→ EXERCISE MATERIAL
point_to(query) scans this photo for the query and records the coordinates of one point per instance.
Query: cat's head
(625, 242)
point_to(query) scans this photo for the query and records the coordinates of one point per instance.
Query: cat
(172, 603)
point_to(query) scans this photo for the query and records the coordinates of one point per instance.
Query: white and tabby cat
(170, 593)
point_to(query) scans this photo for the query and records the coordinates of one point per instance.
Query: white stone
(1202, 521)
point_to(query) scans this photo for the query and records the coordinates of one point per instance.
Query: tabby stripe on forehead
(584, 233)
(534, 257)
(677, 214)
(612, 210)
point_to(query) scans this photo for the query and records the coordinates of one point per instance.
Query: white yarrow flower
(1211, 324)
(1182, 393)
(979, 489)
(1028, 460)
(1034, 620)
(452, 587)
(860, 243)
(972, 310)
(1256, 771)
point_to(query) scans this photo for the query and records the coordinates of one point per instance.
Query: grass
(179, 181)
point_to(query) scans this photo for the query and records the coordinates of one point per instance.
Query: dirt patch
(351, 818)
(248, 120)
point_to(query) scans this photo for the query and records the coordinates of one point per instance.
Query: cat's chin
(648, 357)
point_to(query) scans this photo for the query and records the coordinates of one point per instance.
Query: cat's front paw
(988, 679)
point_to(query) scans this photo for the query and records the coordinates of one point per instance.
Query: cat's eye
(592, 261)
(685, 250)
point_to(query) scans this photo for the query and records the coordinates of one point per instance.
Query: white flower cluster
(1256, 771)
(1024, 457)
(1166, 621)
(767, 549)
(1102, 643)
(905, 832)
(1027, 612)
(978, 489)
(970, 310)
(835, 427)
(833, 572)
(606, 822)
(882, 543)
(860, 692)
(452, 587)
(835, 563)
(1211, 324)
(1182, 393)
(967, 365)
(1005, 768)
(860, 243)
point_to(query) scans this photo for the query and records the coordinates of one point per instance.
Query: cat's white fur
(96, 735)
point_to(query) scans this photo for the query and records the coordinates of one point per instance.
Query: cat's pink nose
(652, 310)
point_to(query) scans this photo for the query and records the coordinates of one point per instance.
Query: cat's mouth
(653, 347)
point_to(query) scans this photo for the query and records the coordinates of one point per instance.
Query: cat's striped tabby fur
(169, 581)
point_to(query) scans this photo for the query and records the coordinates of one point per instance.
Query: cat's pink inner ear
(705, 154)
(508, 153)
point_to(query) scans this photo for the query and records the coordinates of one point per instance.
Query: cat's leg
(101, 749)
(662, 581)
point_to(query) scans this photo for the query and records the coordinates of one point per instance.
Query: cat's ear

→ TO DO
Copy out the whole listing, exactly as written.

→ SOLVED EXERCISE
point_to(query) scans this photo for the query and records the coordinates of one point per instance.
Query: cat's head
(625, 242)
point_to(query) scans this photo for the query and records the coordinates of one point per instance.
Query: cat
(172, 603)
point_to(query) scans this photo for the query and records the coordinates of one point per instance.
Query: white and tabby cat
(170, 593)
point_to(query) scans this photo for the query and records the coordinates of one point per instance.
Query: white stone
(1202, 521)
point_to(query) scans this photo for the query and records the coordinates of one point per instance.
Query: tabby stripe on forehead
(584, 233)
(534, 257)
(677, 214)
(612, 210)
point_to(query) scans this photo for the query and records the coordinates of one point per instance.
Query: white yarrow flower
(1211, 324)
(1182, 393)
(979, 489)
(1028, 460)
(1034, 620)
(452, 587)
(860, 243)
(972, 310)
(1256, 771)
point_to(query) scans this photo for the query and records the coordinates of one point per instance.
Query: grass
(179, 181)
point_to(query) scans this photo for the query and records the coordinates of one point per instance.
Query: dirt patch
(351, 818)
(248, 120)
point_to(query) scans this photo for the query and records the coordinates of one point per instance.
Query: cat's chin
(648, 357)
point_to(query) scans this photo for the query and records the coordinates of one point per instance.
Query: cat's front paw
(988, 679)
point_to(query) scans this photo for the query and records the coordinates of one point per instance.
Query: cat's eye
(592, 261)
(685, 250)
point_to(query) scans this photo for the query and records the coordinates of one point per instance.
Query: white flower cluster
(1256, 771)
(1024, 457)
(1166, 621)
(767, 549)
(1102, 643)
(905, 832)
(1027, 612)
(978, 489)
(970, 310)
(835, 427)
(833, 572)
(606, 822)
(882, 543)
(860, 692)
(452, 587)
(835, 563)
(1211, 324)
(1182, 393)
(967, 365)
(1005, 768)
(860, 243)
point_to(query) scans this photo for the query and records the coordinates of one point per instance.
Query: cat's white fur
(96, 735)
point_to(query) scans this photo for the query and records the coordinates of one point per instance.
Query: cat's pink nose
(652, 310)
point_to(query) scans this photo for the query and records the coordinates of one point per instance.
Query: cat's mouth
(653, 347)
point_to(query) scans this photo for the query and records the coordinates of one point per instance.
Query: cat's striped tabby fur
(169, 581)
point_to(query) scans this photo for the query and records the coordinates of one point per instance.
Query: cat's pink inner ear
(705, 154)
(508, 153)
point_to(query) scans this photo for the query and records the coordinates of one point per instance.
Query: cat's leg
(101, 749)
(662, 581)
point_to(query) scans this photo for the query and records the coordinates of one point per instance.
Query: cat's ear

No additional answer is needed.